> WORKING DATA
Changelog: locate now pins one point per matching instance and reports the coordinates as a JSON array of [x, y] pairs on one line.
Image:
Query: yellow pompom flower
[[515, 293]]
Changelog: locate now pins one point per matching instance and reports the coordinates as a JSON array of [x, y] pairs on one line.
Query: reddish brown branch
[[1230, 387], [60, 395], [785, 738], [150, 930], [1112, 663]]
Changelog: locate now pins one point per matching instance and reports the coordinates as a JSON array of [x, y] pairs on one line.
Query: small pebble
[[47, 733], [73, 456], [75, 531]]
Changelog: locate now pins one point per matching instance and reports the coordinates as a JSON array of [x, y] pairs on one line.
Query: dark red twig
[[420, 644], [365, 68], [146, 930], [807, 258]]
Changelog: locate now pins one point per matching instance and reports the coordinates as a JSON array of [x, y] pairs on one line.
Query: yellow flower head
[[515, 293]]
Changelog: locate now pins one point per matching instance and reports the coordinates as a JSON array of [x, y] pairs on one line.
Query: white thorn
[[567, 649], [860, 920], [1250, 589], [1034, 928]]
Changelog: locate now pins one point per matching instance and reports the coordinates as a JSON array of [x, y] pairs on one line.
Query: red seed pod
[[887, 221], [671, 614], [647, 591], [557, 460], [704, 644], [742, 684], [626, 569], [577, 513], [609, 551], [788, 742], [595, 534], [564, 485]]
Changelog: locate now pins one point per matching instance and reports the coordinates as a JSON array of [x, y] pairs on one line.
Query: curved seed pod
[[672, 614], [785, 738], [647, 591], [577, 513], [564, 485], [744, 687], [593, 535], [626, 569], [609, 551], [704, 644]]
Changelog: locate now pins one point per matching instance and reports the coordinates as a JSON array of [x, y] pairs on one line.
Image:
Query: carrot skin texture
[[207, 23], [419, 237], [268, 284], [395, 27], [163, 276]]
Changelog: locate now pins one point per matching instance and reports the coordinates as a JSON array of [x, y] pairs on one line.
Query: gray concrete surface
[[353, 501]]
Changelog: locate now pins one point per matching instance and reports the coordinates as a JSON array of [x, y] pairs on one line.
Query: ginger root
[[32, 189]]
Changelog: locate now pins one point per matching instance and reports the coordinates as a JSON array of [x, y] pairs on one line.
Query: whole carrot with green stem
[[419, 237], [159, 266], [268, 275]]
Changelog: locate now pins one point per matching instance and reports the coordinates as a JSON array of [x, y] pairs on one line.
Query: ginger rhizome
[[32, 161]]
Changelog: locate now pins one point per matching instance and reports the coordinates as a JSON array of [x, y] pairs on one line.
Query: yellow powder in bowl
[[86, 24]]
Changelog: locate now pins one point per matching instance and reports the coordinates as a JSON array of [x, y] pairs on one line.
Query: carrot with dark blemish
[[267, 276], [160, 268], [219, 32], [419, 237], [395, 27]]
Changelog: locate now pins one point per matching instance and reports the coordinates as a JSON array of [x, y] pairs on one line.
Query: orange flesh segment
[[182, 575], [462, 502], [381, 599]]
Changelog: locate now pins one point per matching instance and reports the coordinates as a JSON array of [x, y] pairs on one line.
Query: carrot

> SHORT TASK
Please copy all of the records above word for word, changing nothing.

> SOLVED EXERCISE
Changelog: locate now pins one point per matching instance and reports the coordinates as a JSON array of [x, y] pairs on one line.
Image:
Query: yellow pompom flower
[[515, 293]]
Changelog: locate now pins one point per matching instance and reports the coordinates as a JSON array of [x, y] pairs on one line.
Query: reddish brown branch
[[1230, 387], [60, 395], [785, 738], [150, 930], [1112, 663]]
Changelog: locate now pins one point per matching instance and reports the coordinates as a JSON array of [x, y] pairs on one line.
Query: small pebble
[[47, 733], [73, 456], [75, 531]]
Changelog: locate now pins one point per matching instance and reports the coordinates as a JSON array of [x, y] pairs on one line.
Query: dark red twig
[[420, 644], [365, 68], [146, 930], [807, 258]]
Changelog: locate now pins one point per matching instance and reports the coordinates as a JSON array of [x, y] pairs on one line.
Query: yellow flower head
[[515, 293]]
Changelog: locate now pins one point per matching instance and reports the coordinates as a JSON array of [x, y] pairs on one line.
Query: white thorn
[[567, 649], [860, 920], [1250, 589], [1034, 928]]
Changelog: locate now pins one point per matching instance and reports the coordinates as a JSON array of [x, y] pairs on one line.
Query: red seed pod
[[887, 221], [671, 614], [647, 591], [557, 460], [704, 644], [742, 684], [626, 569], [577, 513], [609, 551], [788, 742], [595, 534], [564, 485]]
Changelog: locate now pins one point per matching instance and reports the coordinates as a JSON array of [x, y] pairs on one line.
Query: curved seed pod
[[672, 614], [785, 738], [647, 591], [577, 513], [564, 485], [744, 687], [593, 535], [626, 569], [609, 551], [704, 644]]
Changelog: locate now pins one point per matching instance and reports the coordinates as a JSON array of [x, y] pairs on one line.
Image:
Query: carrot skin texture
[[207, 23], [419, 237], [268, 284], [395, 27], [163, 276]]
Changelog: locate now pins one point per matching instance and reports the coordinates as a JSON array of [x, y] pairs on one line.
Query: gray concrete surface
[[353, 501]]
Changelog: locate now pins one point per matching instance and reports the coordinates as a JSON array of [x, y] pairs on one line.
Query: ginger root
[[32, 189]]
Changelog: locate now pins one point per matching instance and reports the coordinates as a JSON array of [x, y] pairs on one line.
Query: whole carrot with green stem
[[419, 237], [159, 266], [268, 275]]
Changelog: locate now pins one point per matching instance and reports the coordinates as a JSON array of [x, y] pairs on one line.
Query: ginger rhizome
[[32, 161]]
Changelog: locate now pins one point per matching instance and reports the coordinates as a JSON array of [x, y] pairs on one line.
Query: yellow powder in bowl
[[86, 24]]
Changelog: locate now pins one point per matching instance and reports the coordinates as a JSON array of [x, y] pairs on one line.
Query: carrot with dark blemish
[[267, 276], [160, 268], [219, 32], [419, 237], [395, 27]]
Changelog: locate now pins one point per matching instance and reports the coordinates as a JSON array of [x, y] pairs on one line.
Query: orange flesh segment
[[182, 575], [462, 502], [381, 599]]
Changelog: locate now pins one point per matching instance and reports the coordinates as a JSON array of [x, y] pairs on one line.
Query: carrot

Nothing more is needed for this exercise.